Input records ::

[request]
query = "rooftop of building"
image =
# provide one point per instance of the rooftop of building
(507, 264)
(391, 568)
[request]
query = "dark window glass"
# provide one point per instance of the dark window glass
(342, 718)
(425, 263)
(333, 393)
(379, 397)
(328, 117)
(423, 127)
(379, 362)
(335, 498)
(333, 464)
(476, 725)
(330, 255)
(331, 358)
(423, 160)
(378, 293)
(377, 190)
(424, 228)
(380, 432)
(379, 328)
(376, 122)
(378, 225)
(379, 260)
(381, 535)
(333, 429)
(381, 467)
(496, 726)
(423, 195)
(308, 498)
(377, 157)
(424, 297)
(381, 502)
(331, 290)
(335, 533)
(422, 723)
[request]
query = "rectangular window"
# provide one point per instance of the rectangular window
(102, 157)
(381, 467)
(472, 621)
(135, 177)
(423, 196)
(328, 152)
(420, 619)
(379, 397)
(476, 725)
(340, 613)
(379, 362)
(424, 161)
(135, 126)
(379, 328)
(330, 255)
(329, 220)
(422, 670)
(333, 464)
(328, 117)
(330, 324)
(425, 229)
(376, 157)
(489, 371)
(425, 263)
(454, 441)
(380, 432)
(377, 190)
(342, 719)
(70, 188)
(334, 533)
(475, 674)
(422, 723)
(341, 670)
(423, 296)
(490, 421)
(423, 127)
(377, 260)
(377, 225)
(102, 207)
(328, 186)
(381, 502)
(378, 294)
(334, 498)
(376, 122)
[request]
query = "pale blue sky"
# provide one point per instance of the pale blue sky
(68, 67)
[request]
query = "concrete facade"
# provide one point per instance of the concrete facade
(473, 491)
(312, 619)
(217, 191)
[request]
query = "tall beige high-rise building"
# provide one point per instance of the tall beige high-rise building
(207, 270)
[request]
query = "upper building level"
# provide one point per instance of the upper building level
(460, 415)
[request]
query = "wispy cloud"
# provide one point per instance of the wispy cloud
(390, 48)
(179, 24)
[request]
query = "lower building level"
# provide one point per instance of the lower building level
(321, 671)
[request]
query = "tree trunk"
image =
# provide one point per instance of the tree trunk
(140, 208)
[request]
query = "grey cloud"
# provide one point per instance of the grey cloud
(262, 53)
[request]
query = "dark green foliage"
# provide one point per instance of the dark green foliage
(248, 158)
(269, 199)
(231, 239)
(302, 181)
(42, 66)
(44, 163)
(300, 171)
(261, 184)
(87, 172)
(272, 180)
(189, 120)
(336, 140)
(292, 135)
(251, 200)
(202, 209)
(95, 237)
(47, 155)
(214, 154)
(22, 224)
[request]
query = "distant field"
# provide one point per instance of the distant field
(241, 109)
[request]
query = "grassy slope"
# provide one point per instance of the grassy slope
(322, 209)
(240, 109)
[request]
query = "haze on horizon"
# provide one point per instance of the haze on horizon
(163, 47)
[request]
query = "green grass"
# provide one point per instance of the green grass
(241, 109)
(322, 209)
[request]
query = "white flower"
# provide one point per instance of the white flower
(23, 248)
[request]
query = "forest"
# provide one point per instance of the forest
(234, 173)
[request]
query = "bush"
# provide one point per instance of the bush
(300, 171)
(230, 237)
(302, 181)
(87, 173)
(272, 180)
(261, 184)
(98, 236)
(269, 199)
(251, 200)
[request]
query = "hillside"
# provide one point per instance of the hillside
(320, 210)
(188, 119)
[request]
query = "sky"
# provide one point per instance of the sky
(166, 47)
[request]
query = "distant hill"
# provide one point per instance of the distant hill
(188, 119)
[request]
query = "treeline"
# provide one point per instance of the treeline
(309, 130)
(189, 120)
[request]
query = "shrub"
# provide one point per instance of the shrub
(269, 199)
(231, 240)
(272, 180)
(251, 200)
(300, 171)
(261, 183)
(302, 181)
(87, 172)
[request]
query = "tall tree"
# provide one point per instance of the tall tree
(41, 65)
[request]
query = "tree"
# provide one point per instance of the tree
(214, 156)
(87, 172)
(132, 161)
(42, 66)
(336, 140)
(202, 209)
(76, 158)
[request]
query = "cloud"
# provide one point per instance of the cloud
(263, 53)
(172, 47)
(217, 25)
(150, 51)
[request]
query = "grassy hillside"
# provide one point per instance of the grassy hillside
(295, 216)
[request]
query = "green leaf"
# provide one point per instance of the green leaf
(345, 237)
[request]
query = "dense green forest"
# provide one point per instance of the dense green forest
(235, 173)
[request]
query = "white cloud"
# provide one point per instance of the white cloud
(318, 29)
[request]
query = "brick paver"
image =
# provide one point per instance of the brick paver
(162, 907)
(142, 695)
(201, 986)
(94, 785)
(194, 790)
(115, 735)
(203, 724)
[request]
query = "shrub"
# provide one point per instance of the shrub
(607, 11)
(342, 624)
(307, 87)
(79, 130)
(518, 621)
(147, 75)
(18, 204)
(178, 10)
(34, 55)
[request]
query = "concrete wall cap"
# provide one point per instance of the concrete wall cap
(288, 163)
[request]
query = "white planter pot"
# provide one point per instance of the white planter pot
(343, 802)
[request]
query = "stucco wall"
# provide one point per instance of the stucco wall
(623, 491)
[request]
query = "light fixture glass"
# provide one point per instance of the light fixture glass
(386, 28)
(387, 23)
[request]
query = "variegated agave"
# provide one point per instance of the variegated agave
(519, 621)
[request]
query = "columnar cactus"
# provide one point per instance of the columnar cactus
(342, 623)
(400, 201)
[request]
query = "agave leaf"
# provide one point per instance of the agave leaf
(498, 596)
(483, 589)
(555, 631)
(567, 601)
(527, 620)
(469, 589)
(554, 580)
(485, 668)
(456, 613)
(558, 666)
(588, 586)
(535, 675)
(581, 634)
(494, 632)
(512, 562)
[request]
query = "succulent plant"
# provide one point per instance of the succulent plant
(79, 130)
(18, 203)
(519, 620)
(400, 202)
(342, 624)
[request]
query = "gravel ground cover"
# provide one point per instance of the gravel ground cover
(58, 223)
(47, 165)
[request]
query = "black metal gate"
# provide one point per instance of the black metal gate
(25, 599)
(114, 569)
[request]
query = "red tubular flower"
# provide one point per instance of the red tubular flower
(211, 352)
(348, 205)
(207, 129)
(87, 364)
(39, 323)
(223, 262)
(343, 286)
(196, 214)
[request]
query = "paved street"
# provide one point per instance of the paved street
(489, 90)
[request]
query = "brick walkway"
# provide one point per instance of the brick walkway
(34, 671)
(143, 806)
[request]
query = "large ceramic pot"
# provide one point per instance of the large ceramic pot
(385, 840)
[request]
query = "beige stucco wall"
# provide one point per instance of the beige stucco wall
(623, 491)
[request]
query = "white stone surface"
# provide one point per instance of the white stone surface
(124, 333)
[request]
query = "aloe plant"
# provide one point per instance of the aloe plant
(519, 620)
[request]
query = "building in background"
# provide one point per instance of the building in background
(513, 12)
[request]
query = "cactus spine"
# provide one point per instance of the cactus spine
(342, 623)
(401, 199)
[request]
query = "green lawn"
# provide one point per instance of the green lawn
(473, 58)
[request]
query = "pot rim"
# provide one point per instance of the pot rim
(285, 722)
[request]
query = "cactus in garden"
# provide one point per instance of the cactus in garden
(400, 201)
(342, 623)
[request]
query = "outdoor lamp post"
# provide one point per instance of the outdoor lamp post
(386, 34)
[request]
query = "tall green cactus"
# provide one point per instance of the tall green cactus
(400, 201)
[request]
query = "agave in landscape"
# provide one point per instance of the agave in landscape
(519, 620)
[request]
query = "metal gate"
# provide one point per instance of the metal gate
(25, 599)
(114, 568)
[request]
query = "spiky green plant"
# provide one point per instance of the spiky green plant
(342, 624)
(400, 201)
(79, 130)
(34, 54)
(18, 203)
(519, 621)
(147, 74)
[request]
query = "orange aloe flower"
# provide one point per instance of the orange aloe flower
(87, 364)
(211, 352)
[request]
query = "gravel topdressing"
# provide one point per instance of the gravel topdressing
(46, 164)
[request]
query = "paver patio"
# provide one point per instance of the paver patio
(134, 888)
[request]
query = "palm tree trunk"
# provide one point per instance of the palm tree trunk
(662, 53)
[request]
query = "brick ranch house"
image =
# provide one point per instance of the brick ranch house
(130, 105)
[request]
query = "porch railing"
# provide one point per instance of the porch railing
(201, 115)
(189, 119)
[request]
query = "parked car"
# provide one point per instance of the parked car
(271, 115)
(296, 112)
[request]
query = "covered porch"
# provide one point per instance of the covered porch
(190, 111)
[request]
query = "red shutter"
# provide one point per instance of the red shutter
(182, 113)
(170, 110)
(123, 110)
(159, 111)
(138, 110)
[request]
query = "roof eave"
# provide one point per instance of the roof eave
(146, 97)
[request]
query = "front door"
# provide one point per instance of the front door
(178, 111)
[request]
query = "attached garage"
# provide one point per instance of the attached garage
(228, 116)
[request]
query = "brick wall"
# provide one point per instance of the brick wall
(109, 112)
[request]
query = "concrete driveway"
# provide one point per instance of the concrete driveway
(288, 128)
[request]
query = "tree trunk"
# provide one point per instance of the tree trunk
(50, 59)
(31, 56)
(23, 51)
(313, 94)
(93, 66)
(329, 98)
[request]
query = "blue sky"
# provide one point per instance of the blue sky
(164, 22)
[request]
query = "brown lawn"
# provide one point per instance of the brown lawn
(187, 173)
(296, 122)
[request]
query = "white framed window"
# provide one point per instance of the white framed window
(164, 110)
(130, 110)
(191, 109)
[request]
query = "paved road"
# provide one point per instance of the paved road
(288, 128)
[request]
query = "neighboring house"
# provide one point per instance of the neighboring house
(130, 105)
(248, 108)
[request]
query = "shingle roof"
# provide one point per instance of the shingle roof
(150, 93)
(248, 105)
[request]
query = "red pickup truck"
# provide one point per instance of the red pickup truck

Work request :: Copy, from the lines above, each one that holds "pickup".

Task solution ::
query = "red pickup truck"
# provide one point per instance of the red pickup truck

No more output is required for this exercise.